What to produce —
Can you write out every one of the records below word for word?

Dataset records —
+ + + +
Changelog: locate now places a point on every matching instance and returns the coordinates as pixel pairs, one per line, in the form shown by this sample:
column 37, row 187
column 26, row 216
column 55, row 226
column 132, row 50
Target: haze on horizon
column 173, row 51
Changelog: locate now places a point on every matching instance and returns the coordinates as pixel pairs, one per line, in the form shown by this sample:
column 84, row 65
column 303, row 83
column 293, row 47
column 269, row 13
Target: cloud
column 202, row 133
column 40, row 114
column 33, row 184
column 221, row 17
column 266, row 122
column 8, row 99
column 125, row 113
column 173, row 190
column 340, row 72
+ + + +
Task solution —
Changelog: locate now places a point on every matching instance and returns the coordinates as pixel pairs, one per line, in the form shown by this sample:
column 37, row 187
column 26, row 216
column 55, row 226
column 132, row 50
Target: haze on horizon
column 173, row 51
Changelog: locate now places a point on every matching instance and returns the coordinates as pixel pairs, one per line, in the form shown by this sample:
column 84, row 65
column 303, row 83
column 293, row 47
column 269, row 13
Target: cloud
column 202, row 133
column 40, row 114
column 33, row 184
column 221, row 17
column 266, row 122
column 8, row 99
column 125, row 113
column 173, row 190
column 340, row 72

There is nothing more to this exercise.